[Natural language region descriptions]
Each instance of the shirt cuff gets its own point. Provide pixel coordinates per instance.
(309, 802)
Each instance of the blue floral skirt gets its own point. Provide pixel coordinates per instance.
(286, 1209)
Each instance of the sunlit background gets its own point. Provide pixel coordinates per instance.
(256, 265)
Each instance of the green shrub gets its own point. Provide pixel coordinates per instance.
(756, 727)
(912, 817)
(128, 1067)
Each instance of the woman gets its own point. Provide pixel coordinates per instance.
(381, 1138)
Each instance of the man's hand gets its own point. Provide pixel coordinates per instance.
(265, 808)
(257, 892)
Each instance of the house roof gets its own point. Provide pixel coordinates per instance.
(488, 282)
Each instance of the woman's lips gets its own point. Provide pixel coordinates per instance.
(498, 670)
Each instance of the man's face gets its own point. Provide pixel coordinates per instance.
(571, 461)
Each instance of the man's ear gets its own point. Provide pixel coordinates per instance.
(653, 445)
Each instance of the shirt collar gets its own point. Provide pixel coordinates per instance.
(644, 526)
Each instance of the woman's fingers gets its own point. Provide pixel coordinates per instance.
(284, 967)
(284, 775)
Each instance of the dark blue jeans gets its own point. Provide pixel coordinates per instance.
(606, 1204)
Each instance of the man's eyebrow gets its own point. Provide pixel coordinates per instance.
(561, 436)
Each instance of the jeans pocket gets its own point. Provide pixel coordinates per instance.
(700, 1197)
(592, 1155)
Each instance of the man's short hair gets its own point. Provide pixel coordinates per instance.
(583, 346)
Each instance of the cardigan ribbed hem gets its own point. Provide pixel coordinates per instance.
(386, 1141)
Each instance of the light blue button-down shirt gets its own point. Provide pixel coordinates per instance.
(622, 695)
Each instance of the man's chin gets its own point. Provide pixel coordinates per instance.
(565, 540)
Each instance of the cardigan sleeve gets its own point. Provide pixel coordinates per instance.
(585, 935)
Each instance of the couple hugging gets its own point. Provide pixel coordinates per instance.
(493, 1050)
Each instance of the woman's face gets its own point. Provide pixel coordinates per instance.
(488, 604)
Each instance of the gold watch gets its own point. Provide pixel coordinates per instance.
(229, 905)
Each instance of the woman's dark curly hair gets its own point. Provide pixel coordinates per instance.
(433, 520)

→ **Task statement**:
Give an exact copy of all the data shown above.

→ **Response**:
Each instance of the shirt cuff gets its own point. Provide pixel coordinates per instance.
(309, 802)
Each instance of the blue floral skirt gets its own point. Provide pixel coordinates per instance.
(286, 1209)
Each instance of the sunlit background gets its own point. Provide pixel coordinates per instance.
(256, 265)
Each instance of the green shrub gets its own point. Provide pixel coordinates per instance.
(756, 727)
(912, 817)
(128, 1067)
Each instance of the woman gets its own point. Provide pixel coordinates per instance.
(381, 1138)
Each instance of the man's hand gets its own point. Provide pixel coordinates per instance.
(265, 808)
(257, 892)
Each instance of the house roof gets its own point. Provide pixel coordinates per instance.
(488, 282)
Each instance of the woman's lips gets its own point. Provide pixel coordinates per instance.
(498, 670)
Each instance of the man's face gets its own point. Provide pixel coordinates per instance.
(571, 461)
Each instance of the man's ear gets its own point. Provide pixel coordinates per instance.
(653, 445)
Each instance of the shirt collar gets its own point. Provide pixel coordinates per instance.
(644, 526)
Each instance of the woman's fingers gets its own point. Provide pixel coordinates per instance.
(284, 967)
(284, 775)
Each instance of the dark blue jeans gets its own point. Provide pixel coordinates per instance.
(606, 1204)
Each instance of the man's eyebrow gets its own point. Provide pixel coordinates per instance.
(561, 436)
Each instance of the jeans pocket gets its own point. Provide pixel coordinates per instance.
(700, 1197)
(592, 1155)
Each instance of the man's short hair gets its own point. Provide pixel coordinates per instance.
(583, 346)
Each instance of the cardigan ribbed hem gets its own point. Provide pixel coordinates per instance.
(386, 1141)
Each instance of the light blue button-down shirt gets its own point. Provide pixel coordinates per instance.
(622, 695)
Each instance of the man's chin gets its own point. Provide pixel coordinates per instance.
(565, 540)
Each instance of the cardigan sleeve gets its own point. Provide pixel coordinates per instance.
(585, 935)
Each instance of the couple hugging gets its own point. Provide pixel coordinates per instance.
(493, 1050)
Each instance of the woman's face gets its own point. Provide pixel coordinates per instance.
(488, 604)
Each instance of the gold watch gets its own point. Provide pixel coordinates per instance.
(229, 905)
Each instance of the woman's dark curly hair gets its own point. Provide pixel coordinates per instance.
(433, 520)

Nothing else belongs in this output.